◆ Work request ◆
Write out every line below that contains "covered".

START Data extracts

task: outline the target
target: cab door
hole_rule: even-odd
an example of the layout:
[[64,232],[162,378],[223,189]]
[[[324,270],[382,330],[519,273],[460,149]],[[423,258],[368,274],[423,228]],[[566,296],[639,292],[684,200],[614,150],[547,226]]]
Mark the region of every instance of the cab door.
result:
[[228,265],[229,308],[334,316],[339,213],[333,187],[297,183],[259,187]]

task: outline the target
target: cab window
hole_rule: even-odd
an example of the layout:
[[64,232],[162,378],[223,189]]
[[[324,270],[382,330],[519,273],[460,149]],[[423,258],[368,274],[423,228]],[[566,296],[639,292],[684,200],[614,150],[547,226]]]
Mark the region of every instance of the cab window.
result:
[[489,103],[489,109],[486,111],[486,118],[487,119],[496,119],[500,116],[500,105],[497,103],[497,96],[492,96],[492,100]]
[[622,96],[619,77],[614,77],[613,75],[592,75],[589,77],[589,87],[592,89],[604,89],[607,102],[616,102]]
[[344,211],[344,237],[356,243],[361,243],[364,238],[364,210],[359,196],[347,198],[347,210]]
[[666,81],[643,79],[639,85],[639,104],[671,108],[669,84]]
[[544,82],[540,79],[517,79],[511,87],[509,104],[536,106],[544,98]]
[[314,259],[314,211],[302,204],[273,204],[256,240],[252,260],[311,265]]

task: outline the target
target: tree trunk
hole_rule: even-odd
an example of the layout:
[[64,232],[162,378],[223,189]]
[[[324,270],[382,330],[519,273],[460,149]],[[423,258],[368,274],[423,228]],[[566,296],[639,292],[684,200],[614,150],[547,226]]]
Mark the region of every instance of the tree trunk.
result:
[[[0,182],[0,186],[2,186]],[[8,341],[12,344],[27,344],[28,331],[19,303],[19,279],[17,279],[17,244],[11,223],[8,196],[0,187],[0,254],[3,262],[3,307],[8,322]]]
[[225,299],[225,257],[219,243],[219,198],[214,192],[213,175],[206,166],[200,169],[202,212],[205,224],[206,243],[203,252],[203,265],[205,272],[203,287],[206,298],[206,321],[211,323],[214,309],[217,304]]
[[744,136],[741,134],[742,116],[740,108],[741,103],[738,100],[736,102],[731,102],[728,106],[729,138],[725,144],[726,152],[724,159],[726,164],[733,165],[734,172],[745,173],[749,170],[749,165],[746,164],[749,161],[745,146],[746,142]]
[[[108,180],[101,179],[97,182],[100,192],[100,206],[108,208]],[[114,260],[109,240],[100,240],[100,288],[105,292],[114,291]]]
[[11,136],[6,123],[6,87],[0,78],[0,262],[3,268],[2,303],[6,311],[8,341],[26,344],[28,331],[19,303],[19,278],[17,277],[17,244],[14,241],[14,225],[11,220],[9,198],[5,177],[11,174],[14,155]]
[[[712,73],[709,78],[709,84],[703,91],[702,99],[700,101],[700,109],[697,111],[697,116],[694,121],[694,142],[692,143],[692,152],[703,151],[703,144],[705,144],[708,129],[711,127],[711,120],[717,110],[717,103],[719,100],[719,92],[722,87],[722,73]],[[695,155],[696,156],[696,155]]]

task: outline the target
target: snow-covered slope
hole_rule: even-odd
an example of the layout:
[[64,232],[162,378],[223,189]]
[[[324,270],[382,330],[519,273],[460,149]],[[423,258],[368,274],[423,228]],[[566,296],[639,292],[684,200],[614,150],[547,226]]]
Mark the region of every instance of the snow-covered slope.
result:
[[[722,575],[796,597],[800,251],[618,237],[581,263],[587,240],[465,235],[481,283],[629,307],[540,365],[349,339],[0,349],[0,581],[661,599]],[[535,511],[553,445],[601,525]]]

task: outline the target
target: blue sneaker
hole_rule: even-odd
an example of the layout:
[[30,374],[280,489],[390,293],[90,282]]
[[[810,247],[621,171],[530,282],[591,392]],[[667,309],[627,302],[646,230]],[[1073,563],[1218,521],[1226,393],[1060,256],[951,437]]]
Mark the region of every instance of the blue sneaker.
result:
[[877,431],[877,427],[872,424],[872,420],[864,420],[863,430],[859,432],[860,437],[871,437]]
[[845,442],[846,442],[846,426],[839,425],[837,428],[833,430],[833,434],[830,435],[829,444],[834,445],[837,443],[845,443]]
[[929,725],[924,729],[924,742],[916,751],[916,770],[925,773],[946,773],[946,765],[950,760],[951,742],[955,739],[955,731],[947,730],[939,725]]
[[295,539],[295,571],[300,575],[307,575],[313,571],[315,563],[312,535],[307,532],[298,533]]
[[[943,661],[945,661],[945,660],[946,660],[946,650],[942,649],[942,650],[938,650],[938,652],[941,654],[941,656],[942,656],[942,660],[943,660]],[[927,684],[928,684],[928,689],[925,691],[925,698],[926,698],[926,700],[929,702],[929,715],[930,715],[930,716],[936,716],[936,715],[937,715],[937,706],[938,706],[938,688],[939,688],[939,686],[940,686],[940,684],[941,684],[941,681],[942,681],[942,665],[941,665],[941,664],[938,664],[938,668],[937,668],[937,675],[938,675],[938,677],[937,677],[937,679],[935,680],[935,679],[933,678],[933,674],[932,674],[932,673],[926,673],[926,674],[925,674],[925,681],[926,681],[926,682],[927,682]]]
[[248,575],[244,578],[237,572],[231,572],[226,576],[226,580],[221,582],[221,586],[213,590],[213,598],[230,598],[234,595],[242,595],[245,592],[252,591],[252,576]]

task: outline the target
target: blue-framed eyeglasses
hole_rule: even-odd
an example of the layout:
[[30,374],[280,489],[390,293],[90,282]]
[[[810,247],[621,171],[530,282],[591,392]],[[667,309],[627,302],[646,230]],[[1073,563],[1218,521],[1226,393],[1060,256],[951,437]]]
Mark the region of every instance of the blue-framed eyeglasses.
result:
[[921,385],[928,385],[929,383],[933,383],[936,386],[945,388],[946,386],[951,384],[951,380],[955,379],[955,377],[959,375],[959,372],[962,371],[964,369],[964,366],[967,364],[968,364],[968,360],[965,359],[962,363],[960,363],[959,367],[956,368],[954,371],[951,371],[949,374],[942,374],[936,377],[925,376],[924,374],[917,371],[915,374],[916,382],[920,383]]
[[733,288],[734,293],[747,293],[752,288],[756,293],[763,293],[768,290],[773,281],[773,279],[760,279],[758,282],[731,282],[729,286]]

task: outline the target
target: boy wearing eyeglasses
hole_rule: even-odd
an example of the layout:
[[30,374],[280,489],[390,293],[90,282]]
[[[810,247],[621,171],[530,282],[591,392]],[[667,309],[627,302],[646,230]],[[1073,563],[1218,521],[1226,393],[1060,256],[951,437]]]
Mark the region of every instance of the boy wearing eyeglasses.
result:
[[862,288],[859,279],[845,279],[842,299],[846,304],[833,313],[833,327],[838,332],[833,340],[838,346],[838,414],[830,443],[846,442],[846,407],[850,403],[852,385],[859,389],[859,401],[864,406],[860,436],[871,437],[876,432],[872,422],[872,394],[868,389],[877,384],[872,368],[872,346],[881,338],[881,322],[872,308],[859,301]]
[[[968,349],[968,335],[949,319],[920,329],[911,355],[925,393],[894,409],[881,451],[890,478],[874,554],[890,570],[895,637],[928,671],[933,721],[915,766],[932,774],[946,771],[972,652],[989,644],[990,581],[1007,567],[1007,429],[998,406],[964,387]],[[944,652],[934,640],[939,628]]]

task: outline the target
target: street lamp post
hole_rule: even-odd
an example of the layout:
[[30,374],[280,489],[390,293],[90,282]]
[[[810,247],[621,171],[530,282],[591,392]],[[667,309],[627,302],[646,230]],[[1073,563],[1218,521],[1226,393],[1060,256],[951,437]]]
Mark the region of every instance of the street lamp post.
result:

END Data extracts

◆ Response area ◆
target: snow-covered slope
Mark the region of every instance of the snow-covered slope.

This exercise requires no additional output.